- Excerpted records
# # #

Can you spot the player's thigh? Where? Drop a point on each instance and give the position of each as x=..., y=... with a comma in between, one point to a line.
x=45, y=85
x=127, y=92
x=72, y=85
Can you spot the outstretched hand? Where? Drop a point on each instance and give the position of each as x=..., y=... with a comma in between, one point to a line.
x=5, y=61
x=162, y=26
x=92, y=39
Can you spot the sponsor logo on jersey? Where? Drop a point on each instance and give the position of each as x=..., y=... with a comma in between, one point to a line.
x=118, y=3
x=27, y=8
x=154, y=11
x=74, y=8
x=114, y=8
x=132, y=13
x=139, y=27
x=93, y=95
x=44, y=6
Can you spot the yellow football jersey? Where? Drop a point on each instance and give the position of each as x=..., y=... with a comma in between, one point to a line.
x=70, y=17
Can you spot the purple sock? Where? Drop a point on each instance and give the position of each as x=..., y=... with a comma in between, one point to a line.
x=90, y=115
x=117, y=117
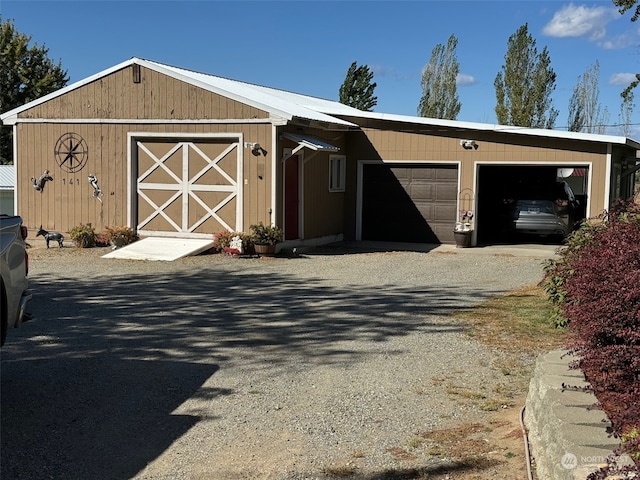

# # #

- What is required
Take the lines from the one containing "Can you spot the yellow" through the final line of the listing above and print them exactly, including both ends but no pictures.

- Result for this exercise
Can you spot the yellow football jersey? Where? Drop a point on each instance and give the position of each as x=..., y=... with a comma in between, one point to a line.
x=70, y=17
Can you spot the purple sock? Where? Drop a point on each instance and give the position of each as x=..., y=... with a comma in between, one point to a line.
x=90, y=115
x=117, y=117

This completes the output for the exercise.